Reanudando su carta a Lucy aquella tarde del 24, Dolley escribió: «¿Te lo puedes creer, hermana mía? Hemos tenido una batalla o escaramuza… ¡y todavía estoy aquí al alcance del sonido del cañón!». Con gran acierto, ordenó que se pusiera la mesa para una cena para el presidente y su personal, e insistió en que el cocinero y su ayudante empezaran a prepararla. «Dos mensajeros cubiertos de polvo llegaron desde el campo de batalla, instándola a huir. Pero ella se negó, decidida a esperar a su marido. Ordenó que se sirviera la cena. Dijo a los sirvientes que, si fuera un hombre, colocaría un cañón en cada ventana de la Casa Blanca y lucharía hasta el final.

La llegada del mayor Charles Carroll, un amigo cercano, hizo que Dolley finalmente cambiara de opinión. Cuando le dijo que era hora de irse, ella aceptó con desgana. Según John Pierre Sioussat, el mayordomo de la Casa Blanca de Madison, cuando se preparaban para partir, Dolley se fijó en el retrato de George Washington que Gilbert Stuart tenía en el comedor de Estado. No podía abandonarlo al enemigo, le dijo a Carroll, para que se burlara de él y lo profanara. Mientras él miraba con ansiedad, Dolley ordenó a los sirvientes que desmontaran el cuadro, que estaba atornillado a la pared. Informada de que carecían de las herramientas adecuadas, Dolley dijo a los sirvientes que rompieran el marco. (El lacayo esclavizado del presidente en la Casa Blanca, Paul Jennings, realizó más tarde un vívido relato de estos acontecimientos; véase el recuadro, p. 55). Por aquel entonces, otros dos amigos -Jacob Barker, un acaudalado armador, y Robert G. L. De Peyster- llegaron a la Casa Blanca para ofrecer la ayuda que fuera necesaria. Dolley confiaría el cuadro a los dos hombres, diciendo que debían ocultarlo a los británicos a toda costa; ellos transportarían el retrato a un lugar seguro en una carreta. Mientras tanto, con un notable aplomo, completó su carta a Lucy: «Y ahora, querida hermana, debo dejar esta casa… ¡no sé dónde estaré mañana!»

Cuando Dolley se dirigía a la puerta, según un relato que hizo a su sobrina nieta, Lucia B. Cutts, vio una copia de la Declaración de Independencia en una vitrina; la metió en una de sus maletas. Cuando Dolley y Carroll llegaron a la puerta principal, uno de los sirvientes del presidente, un afroamericano libre llamado Jim Smith, llegó del campo de batalla en un caballo cubierto de sudor. «¡Despejen! Despejen», gritó. Los británicos estaban a pocas millas de distancia. Dolley y Carroll se subieron a su carruaje y fueron conducidos a refugiarse en su confortable mansión familiar, Belle Vue, en la cercana Georgetown.

Los británicos llegaron a la capital del país unas horas más tarde, al caer la noche. El almirante Cockburn y el general Ross dieron órdenes de quemar el Capitolio y la Biblioteca del Congreso, y luego se dirigieron a la Casa Blanca. Según el teniente James Scott, ayudante de campo de Cockburn, encontraron la cena que Dolley había pedido todavía en la mesa del comedor. «En el aparador había varios tipos de vino en hermosos decantadores de cristal tallado», recordaría Scott más tarde. Los oficiales probaron algunos de los platos y brindaron a la «salud de Jemmy».

Material proporcionado:
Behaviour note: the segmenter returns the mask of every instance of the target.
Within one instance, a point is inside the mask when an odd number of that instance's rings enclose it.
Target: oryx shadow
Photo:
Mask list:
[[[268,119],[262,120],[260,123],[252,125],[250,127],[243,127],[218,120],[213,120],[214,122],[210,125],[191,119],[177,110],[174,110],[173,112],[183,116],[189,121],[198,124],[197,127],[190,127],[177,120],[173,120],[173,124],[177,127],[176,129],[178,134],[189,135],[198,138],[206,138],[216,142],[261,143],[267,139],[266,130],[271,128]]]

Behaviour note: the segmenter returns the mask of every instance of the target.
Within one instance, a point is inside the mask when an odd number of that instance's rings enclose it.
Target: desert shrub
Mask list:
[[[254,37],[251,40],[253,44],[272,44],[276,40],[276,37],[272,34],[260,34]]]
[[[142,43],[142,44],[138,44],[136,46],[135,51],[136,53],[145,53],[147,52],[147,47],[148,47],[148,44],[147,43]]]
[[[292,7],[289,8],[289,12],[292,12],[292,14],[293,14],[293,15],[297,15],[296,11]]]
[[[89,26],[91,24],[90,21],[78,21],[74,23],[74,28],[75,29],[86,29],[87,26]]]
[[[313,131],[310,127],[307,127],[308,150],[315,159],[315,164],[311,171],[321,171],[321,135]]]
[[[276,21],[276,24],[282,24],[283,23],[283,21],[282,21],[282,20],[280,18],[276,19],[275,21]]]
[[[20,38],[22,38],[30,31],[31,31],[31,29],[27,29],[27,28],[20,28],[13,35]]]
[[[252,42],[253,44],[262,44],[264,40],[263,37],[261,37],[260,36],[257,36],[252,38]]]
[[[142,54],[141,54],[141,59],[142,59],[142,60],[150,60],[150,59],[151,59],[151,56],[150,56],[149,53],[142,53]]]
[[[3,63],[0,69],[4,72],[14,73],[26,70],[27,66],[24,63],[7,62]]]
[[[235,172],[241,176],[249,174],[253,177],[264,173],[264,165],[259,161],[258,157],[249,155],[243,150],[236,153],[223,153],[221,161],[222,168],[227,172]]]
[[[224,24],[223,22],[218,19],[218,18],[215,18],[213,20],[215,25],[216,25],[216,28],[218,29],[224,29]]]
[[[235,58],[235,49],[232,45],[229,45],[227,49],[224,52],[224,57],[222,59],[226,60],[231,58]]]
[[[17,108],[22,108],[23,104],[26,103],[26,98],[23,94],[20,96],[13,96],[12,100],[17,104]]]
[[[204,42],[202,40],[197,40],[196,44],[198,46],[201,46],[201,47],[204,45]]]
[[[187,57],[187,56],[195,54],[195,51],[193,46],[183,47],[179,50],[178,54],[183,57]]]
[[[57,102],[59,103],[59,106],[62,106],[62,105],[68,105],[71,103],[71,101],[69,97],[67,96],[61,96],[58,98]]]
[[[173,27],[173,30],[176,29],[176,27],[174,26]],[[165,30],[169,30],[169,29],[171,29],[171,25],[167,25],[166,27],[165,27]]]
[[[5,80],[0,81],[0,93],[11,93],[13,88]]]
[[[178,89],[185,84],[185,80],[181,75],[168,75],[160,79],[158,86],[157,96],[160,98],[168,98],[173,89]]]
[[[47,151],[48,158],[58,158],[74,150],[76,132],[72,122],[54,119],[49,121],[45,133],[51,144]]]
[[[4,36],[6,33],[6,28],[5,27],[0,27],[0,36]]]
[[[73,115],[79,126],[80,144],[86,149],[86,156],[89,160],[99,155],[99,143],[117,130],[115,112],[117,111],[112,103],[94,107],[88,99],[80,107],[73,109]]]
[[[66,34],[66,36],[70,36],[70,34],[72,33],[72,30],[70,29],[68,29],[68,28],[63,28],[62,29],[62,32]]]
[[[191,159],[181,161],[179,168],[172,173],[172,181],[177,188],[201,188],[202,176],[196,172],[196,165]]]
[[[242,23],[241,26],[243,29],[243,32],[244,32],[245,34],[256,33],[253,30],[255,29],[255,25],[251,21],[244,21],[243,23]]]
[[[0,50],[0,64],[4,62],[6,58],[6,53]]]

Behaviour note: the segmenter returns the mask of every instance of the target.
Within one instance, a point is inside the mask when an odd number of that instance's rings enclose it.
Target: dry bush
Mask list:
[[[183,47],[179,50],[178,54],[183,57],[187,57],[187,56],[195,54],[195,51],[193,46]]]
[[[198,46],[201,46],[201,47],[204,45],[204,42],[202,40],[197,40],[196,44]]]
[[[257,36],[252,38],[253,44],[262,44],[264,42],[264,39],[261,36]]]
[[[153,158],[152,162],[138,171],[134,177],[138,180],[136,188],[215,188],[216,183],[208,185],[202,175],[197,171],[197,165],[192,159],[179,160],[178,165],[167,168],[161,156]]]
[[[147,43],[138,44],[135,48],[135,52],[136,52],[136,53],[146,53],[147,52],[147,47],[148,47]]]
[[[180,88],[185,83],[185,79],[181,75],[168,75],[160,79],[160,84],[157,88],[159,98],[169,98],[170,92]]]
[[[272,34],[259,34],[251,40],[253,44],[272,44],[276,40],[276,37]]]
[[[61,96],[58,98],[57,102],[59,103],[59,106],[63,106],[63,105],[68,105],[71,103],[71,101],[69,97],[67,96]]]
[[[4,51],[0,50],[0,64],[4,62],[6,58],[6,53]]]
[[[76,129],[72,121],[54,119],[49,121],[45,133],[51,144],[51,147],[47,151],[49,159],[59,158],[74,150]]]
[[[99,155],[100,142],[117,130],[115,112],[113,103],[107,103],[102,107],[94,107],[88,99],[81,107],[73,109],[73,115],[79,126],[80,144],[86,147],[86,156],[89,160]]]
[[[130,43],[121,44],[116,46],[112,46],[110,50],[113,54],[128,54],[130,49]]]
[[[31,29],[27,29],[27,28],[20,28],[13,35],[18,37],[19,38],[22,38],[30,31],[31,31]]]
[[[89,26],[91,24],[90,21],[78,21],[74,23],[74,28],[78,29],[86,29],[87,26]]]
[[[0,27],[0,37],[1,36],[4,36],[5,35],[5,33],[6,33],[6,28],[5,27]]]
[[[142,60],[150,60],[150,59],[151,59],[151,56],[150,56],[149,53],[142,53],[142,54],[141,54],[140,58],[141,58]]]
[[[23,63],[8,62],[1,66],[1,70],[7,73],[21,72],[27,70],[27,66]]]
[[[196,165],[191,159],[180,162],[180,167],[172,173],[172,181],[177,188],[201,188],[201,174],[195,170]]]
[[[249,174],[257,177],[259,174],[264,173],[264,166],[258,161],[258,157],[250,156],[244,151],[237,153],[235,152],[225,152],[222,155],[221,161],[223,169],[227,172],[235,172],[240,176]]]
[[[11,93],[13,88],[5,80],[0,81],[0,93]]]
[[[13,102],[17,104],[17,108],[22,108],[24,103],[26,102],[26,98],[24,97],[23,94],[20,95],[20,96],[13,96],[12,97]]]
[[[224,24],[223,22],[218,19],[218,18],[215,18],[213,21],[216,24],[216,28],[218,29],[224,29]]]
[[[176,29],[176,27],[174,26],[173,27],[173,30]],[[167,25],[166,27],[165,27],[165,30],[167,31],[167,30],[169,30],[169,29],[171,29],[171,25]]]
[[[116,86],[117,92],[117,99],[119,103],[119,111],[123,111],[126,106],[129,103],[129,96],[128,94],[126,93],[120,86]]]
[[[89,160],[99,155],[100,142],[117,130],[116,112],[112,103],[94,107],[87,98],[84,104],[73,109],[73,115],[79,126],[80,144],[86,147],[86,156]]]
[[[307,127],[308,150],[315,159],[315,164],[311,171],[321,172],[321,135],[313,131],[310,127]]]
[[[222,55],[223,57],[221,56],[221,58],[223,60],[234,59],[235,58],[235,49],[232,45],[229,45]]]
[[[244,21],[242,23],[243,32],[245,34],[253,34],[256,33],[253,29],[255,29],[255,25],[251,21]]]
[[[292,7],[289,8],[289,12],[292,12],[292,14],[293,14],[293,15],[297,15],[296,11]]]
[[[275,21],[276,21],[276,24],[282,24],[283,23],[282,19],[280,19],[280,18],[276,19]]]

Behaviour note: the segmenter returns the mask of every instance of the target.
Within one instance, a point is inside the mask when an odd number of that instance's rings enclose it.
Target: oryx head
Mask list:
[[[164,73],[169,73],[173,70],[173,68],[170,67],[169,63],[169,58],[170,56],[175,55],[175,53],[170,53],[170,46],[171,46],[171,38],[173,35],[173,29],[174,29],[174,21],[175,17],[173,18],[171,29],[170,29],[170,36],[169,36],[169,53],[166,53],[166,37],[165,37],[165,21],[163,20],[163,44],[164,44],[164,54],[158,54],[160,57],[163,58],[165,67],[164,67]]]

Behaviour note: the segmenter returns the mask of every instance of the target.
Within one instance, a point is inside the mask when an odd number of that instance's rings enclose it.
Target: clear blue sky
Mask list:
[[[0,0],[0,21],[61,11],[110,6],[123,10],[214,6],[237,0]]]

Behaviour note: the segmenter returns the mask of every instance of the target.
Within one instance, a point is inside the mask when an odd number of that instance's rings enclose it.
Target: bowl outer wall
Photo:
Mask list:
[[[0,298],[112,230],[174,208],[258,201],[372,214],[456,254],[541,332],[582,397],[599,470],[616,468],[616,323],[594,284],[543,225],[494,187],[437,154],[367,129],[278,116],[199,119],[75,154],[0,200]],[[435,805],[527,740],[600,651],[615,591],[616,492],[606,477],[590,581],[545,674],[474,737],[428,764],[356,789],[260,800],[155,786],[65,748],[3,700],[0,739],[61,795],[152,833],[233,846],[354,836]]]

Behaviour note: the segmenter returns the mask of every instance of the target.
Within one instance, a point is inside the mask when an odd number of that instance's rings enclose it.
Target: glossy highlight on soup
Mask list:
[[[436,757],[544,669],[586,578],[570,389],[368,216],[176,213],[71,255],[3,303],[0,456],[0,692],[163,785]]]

Lista de tareas:
a) Devuelve todas las líneas de los registros que contengan la palabra "oryx".
b) Continúa el fragmento sobre Dolley Madison y la llegada de los británicos a Washington a partir de su última oración.

Resultados por tarea:
a)
Target: oryx shadow
Target: oryx head

b)
Los soldados recorrieron la casa, cogiendo recuerdos. Según el historiador Anthony Pitch, en The Burning of Washington, un hombre se pavoneó con uno de los sombreros del presidente Madison en su bayoneta, jactándose de que lo pasearía por las calles de Londres si no lograban capturar al «pequeño presidente».

Bajo la dirección de Cockburn, 150 hombres destrozaron las ventanas y apilaron los muebles de la Casa Blanca en el centro de las distintas habitaciones. En el exterior, 50 de los merodeadores que llevaban palos con trapos empapados de aceite en los extremos rodearon la casa. A una señal del almirante, los hombres con antorchas encendieron los trapos, y los palos en llamas fueron lanzados a través de las ventanas rotas como lanzas ardientes. En pocos minutos, una enorme conflagración se elevó al cielo nocturno. No muy lejos de allí, los estadounidenses habían incendiado el Astillero Naval, destruyendo barcos y almacenes llenos de municiones y otros materiales. Durante un tiempo, parecía que todo Washington estaba en llamas.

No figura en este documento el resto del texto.